A lot of people have asked about the computers I used to train TorToiSe. I’ve been meaning to snap some pictures, but it’s never “convenient” to turn these servers off so I keep procrastinating.
We had some severe thunderstorms today here in the front range which forced me to shut down my servers. I took the opportunity to take some photos.
A little history to start
Building out my servers has been a long, multi-year effort. I started the process right around the time that NVIDIA launched their Ampere GPU lineup. I was fortunate to be able to grab 6 RTX 3090s right around launch time, and slowly built up my inventory one GPU at a time over the course of 2021. I’m sure no one will believe me, but I did manage to purchase every one of the 16 GPUs I own at MSRP.
I maintain two servers. The reason is that I run this whole operation as a business: one of my servers is rented out on vast.ai. This server pays the bills: electricity, component replacement, upgrades, etc. The other server is solely used for my deep learning projects. Both servers are identical except for storage and GPU count. The rental server only has 7 GPUs while my ML server has 8. My ML server also has a massive bank of SSDs to store my datasets.
It probably goes without saying, but I built and maintain these rigs myself. They were pieced together at the component level. I have always enjoyed building computers and I can honestly say that I like maintaining these rigs almost as much as I like using them to build models.
A goal from the get-go was maximum GPU density per-server. This is because without dropping serious $$$ on mellanox high-speed NICs and switches, inter-server communication bandwidth quickly becomes the bottleneck when training large models. I can’t afford fancy enterprise grade hardware, so I get around it by keeping my compute all on the same machine. This goal drives many of the choices I made in building out my servers, as you will see.
Pics
Here are some pictures of my 7 GPU rig. As stated above, the 8 GPU server is nearly identical except for a large SSD array hidden away inside.
The pictures were taken with a bright LED shining on the computer, and look far more dusty than they actually are. Don’t judge me. 🙂
Components
Lets talk specs. My deep learning server consists of:
(Note: Amazon and eBay links below are affiliate links, because either I’m a shill, or it doesn’t matter – take your pick.)

THINGS TO DO →
a) Please print, unchanged, the part of the GPU server post that begins at the words "A lot of people" and stops after "I keep procrastinating.".
b) Proceed with the GPU server post, starting right after its last sentence.
The records after this point are separate from the GPU server post.

STORED ROWS →
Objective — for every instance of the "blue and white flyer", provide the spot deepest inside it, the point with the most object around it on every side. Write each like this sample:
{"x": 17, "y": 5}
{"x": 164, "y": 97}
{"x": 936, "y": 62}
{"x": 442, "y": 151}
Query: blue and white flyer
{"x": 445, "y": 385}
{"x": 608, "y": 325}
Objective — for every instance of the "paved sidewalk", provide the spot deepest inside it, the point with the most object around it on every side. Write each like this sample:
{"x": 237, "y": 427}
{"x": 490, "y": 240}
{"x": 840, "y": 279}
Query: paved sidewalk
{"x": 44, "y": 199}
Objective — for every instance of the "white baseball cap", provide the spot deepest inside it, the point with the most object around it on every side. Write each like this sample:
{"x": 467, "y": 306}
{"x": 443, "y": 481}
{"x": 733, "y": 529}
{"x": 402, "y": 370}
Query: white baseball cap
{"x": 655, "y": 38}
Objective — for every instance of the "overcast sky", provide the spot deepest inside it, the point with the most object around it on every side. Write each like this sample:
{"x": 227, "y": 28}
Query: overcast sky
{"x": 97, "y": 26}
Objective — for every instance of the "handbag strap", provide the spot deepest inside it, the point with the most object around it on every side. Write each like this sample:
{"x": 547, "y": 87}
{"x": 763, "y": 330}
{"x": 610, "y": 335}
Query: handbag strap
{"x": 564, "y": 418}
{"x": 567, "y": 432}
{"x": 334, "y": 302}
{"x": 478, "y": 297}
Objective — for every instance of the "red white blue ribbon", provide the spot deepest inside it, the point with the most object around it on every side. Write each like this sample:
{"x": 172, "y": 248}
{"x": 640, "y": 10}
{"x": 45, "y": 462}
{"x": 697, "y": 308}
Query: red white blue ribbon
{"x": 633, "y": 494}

THE RESULTS →
a)
A lot of people have asked about the computers I used to train TorToiSe. I’ve been meaning to snap some pictures, but it’s never “convenient” to turn these servers off so I keep procrastinating.

b)
- CPU: AMD EPYC 7502
- GPUs: 8x RTX 3090
- Motherboard: Asrock ROMED8-2T
- Memory: 256GB Cisco PC4-2400T DDR4 RAM
- Storage: Samsung 970 EVO 512GB, ADATA SX8200PNP 2TB, 8x Samsung 860 QVO 8TB
- Case: AAAwave 12 GPU
- PCI-E Risers: Maxcloudon Bifurcated Risers
- PSUs: 3x EVGA 1600W G+
I’ll talk over these choices:
CPU – This was an easy choice. With the goal being GPU density, PCIe lanes were of paramount importance. EPYC has no competition in this regard. In terms of choosing core-counts: I deemed 64 cores to be excessive for my needs, and it is fairly hard to come across 24-core EPYCs. I purchased both of my 7502 CPUs used for under $1000 on eBay. I think this was a steal. The other good option is the Threadripper pro, for which the 32 core model retails at $2800. One of my EPYC’s is a retail model, the other is a QS model. I haven’t noticed any difference between the two. If you buy one of these like I did, be very careful not to buy one removed from an American server manufacturer, they are often node-locked.
GPUs – I use RTX 3090s exclusively. I am not married to any particular version of the 3090, and my servers are a hodge-podge of the OEM NVIDIA 3090 variant and the EVGA FTW variant. The reason I only have these two is because all other manufacturers are scalping us (though I expect that to change soon..) I also like the rear-exhaust design of the OEM model, which lends itself well to multi-GPU configurations. I re-pasted and replaced the thermal pads on all of my GPUs. Both EVGA and NVIDIA did a horrible job with memory thermals and they should frankly be embarrassed with themselves. Selling $2000 GPUs that immediately go to 100% fan power and derate themselves when the memory modules hit 110C is utterly unacceptable. This is not just because I am misusing these GPUs: I have a single-GPU workstation that exhibits the same problems while gaming. Shame. I also added custom heatsinks to the backplates of the OEM 3090s where the memory modules reside. These reduce the memory temps by an additional 10C.
Motherboard – My primary goal when selecting a motherboard was to find a single-CPU board with the maximum number of possible full-width PCI-E x16 slots. Since I was bound to the EPYC CPU, this basically constrained me to the ROMED8-2T. On paper, this board has fantastic specs and was exactly what I was looking for. In practice, it has a fair number of infuriating bugs that make me wish some other players were in the market. For example, I cannot update the firmware on the board (it always errors out no matter which method I use), the IPMI is garbage, and you cannot use all of the SATA ports without doing a weird configuration hack in the BIOS which has no documentation whatsoever.
RAM – Server memory is damned expensive! The only nice thing I can say about my memory is that it was cheap. My RAM is slow and the sticks are slowly dying one at a time. This will be the next upgrade when I can scrape together the sheckels..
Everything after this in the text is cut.